What's required is a verbatim printout of all the data.
### RAW DATA
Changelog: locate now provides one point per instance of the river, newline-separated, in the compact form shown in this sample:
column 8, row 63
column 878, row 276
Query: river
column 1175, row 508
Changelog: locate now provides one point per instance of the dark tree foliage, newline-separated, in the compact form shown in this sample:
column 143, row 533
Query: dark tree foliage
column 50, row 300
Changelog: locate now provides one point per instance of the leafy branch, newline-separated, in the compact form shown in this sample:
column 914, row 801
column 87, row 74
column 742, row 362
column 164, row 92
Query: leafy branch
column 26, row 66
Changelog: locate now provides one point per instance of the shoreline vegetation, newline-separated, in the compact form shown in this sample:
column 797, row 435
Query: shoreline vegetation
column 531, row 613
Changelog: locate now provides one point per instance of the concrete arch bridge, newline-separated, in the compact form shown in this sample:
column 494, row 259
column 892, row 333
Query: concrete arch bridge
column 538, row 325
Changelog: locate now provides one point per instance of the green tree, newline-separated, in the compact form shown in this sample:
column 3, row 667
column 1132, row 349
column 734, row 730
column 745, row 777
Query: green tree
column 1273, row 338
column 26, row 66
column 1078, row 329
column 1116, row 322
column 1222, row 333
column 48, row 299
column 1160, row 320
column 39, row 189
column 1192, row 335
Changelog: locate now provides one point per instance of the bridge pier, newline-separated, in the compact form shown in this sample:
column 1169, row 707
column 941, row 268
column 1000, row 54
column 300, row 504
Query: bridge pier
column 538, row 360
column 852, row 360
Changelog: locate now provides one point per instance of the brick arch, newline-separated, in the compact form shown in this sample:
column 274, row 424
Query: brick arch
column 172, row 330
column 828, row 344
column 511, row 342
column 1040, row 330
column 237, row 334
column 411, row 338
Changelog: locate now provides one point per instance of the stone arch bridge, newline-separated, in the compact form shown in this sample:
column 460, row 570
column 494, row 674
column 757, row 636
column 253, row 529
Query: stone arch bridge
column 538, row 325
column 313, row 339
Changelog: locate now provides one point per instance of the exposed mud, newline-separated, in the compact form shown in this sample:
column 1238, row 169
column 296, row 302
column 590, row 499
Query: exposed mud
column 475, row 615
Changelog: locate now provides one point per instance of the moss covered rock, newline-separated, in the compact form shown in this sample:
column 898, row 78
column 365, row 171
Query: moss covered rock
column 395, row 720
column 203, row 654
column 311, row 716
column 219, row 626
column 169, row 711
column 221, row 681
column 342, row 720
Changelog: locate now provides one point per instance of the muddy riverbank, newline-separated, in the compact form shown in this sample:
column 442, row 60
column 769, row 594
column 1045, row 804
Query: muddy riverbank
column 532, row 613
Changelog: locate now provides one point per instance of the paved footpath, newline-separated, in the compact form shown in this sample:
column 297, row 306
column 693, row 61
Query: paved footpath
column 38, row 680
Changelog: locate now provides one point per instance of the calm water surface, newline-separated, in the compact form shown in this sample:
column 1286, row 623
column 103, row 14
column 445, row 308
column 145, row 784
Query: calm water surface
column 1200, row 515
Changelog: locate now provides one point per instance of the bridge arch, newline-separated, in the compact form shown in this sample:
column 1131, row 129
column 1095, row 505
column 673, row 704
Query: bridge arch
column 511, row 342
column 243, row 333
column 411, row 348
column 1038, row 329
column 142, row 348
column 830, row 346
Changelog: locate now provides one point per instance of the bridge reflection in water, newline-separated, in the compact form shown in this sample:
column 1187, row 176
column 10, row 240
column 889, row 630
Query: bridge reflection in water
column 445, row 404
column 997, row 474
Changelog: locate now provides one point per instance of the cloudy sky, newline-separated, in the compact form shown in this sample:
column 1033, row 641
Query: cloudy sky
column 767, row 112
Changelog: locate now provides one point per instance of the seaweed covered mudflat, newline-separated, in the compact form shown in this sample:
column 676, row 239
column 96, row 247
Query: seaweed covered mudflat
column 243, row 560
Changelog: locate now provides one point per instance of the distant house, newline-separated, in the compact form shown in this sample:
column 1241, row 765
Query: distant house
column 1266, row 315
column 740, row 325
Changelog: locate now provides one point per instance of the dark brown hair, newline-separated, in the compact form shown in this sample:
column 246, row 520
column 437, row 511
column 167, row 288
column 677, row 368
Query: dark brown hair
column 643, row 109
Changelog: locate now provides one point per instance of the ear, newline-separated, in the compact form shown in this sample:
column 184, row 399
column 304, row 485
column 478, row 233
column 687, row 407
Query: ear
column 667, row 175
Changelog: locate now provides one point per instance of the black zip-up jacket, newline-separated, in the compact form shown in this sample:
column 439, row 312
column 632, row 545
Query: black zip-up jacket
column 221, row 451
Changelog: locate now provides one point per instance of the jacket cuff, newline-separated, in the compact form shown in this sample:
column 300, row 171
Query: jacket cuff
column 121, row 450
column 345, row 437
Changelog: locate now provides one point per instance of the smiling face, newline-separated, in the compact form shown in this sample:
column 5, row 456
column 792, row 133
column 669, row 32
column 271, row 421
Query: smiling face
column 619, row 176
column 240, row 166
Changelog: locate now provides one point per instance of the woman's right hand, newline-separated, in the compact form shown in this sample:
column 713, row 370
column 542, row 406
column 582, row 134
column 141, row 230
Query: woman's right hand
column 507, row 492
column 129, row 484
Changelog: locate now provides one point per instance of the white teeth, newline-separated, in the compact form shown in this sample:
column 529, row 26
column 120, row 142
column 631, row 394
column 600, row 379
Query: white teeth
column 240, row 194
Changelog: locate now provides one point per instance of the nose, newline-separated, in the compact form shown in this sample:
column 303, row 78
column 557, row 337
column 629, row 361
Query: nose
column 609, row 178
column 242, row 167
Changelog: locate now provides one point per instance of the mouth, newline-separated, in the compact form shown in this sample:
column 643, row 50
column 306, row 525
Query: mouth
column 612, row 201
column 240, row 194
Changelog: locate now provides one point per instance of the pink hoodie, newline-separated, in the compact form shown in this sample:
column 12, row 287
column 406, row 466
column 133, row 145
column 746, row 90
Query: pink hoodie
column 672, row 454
######
▸ EXERCISE ANSWER:
Changelog: locate now provides one point per instance of the river, newline-separated, in the compact form shown in this sample:
column 8, row 63
column 878, row 276
Query: river
column 1175, row 508
Changelog: locate now provides one point per instance of the dark tree foliage, newline-separated, in the compact form shown in this sample:
column 143, row 533
Query: dark tree foliage
column 50, row 300
Changelog: locate now provides one point per instance of the leafy branch, newline-separated, in the compact form shown in this sample:
column 914, row 801
column 87, row 74
column 742, row 362
column 164, row 92
Query: leafy branch
column 26, row 66
Changelog: locate now provides one point per instance of the shoreline vegetation, newline-separated, in the compact form shown in this sample:
column 797, row 435
Query: shoreline vegetation
column 531, row 613
Changelog: locate now provides one point per instance of the concrete arch bridge, newline-separated, in the compact form shown in this sample:
column 494, row 259
column 892, row 333
Query: concrete arch bridge
column 538, row 325
Changelog: locate now provides one point per instance of the green tree, newline-separated, in the compact form shown in this sample:
column 3, row 667
column 1132, row 349
column 734, row 730
column 745, row 777
Query: green tree
column 1273, row 338
column 26, row 66
column 1078, row 329
column 1116, row 322
column 1222, row 333
column 48, row 299
column 1160, row 320
column 39, row 189
column 1192, row 335
Changelog: locate now provides one point per instance of the bridge pier, newline-separated, in the compact form shown in this sample:
column 1169, row 707
column 941, row 268
column 1000, row 54
column 300, row 504
Query: bridge pier
column 538, row 360
column 852, row 360
Changelog: locate now provides one point per instance of the brick arch, newline-separated, in the compact form shown in this sample:
column 274, row 424
Query: brick arch
column 172, row 330
column 828, row 344
column 511, row 342
column 1040, row 330
column 237, row 334
column 411, row 338
Changelog: locate now provides one point per instance of the stone arch bridge, newline-separated, in the compact form shown in this sample:
column 460, row 570
column 494, row 674
column 757, row 636
column 253, row 529
Query: stone arch bridge
column 538, row 325
column 313, row 339
Changelog: locate now provides one point per instance of the exposed mud, newline-separated, in the compact form shown in this sample:
column 1238, row 169
column 296, row 302
column 590, row 499
Query: exposed mud
column 475, row 615
Changelog: locate now provides one point per instance of the moss covered rock, newline-separated, in the compact form shown in this sample:
column 898, row 78
column 365, row 171
Query: moss covered rock
column 395, row 720
column 203, row 654
column 311, row 716
column 219, row 626
column 169, row 711
column 221, row 681
column 342, row 720
Changelog: locate now provides one point per instance of the muddy riverbank, newline-separated, in the compact form shown in this sample:
column 442, row 60
column 769, row 594
column 1045, row 804
Query: muddy riverbank
column 532, row 613
Changelog: locate now provides one point per instance of the paved footpath, newline-separated, in the compact form shown in this sample:
column 297, row 306
column 693, row 61
Query: paved footpath
column 38, row 680
Changelog: locate now provides one point per instance of the calm water surface, newline-separated, in the compact form shown in this sample:
column 1286, row 623
column 103, row 14
column 445, row 308
column 145, row 784
Query: calm water surface
column 1200, row 515
Changelog: locate now provides one point per instance of the bridge arch, newline-separated, in the compact form shown in this sample:
column 1131, row 129
column 1095, row 505
column 673, row 704
Query: bridge arch
column 511, row 342
column 243, row 333
column 411, row 348
column 1038, row 329
column 142, row 348
column 830, row 346
Changelog: locate now provides one point per instance of the bridge reflection in water, newline-separated, in the compact form shown in this sample:
column 1187, row 176
column 10, row 240
column 889, row 630
Query: bridge reflection in water
column 445, row 404
column 997, row 474
Changelog: locate now provides one point per instance of the cloudy sky, newline-separated, in the compact form shown in this sample:
column 1033, row 641
Query: cloudy sky
column 767, row 112
Changelog: locate now provides one point per instance of the seaweed covered mudflat, newline-separated, in the compact form shown in this sample:
column 676, row 239
column 96, row 247
Query: seaweed covered mudflat
column 243, row 560
Changelog: locate now provides one point per instance of the distant house, newline-separated, in the compact form shown in this sample:
column 1241, row 765
Query: distant house
column 1266, row 315
column 740, row 325
Changelog: locate now provides one point per instance of the dark brown hair, newline-separated, in the compact form shown in this sample:
column 246, row 520
column 437, row 511
column 167, row 288
column 677, row 368
Query: dark brown hair
column 643, row 109
Changelog: locate now provides one point per instance of the ear, newline-separated, in the compact form shown in this sample:
column 184, row 399
column 304, row 485
column 478, row 233
column 687, row 407
Query: ear
column 667, row 175
Changelog: locate now provides one point per instance of the black zip-up jacket, newline-separated, in the compact form shown in this sample:
column 439, row 312
column 632, row 545
Query: black zip-up jacket
column 221, row 451
Changelog: locate now provides one point per instance of the jacket cuff, newline-separated, in the compact form shown in this sample:
column 300, row 171
Query: jacket cuff
column 121, row 450
column 345, row 437
Changelog: locate now provides one point per instance of the smiling face, newline-separated, in the compact form shown in this sample:
column 5, row 456
column 792, row 133
column 669, row 32
column 271, row 421
Query: smiling face
column 619, row 176
column 240, row 166
Changelog: locate now provides one point per instance of the woman's right hand, newline-separated, in the compact form shown in this sample:
column 713, row 370
column 542, row 406
column 582, row 134
column 141, row 230
Query: woman's right hand
column 507, row 492
column 129, row 484
Changelog: locate now provides one point per instance of the white teeth, newline-separated, in the compact form shown in this sample:
column 529, row 26
column 120, row 142
column 631, row 394
column 600, row 379
Query: white teeth
column 240, row 194
Changelog: locate now provides one point per instance of the nose, newline-separated, in the compact form shown in this sample:
column 303, row 78
column 557, row 337
column 629, row 361
Query: nose
column 609, row 178
column 242, row 167
Changelog: locate now provides one point per instance of the mouth, newline-separated, in the compact form shown in this sample:
column 643, row 50
column 306, row 525
Query: mouth
column 612, row 201
column 240, row 194
Changelog: locate now provides one point per instance of the pink hoodie, newline-separated, in the compact form shown in this sample:
column 12, row 287
column 406, row 466
column 133, row 145
column 746, row 90
Query: pink hoodie
column 672, row 454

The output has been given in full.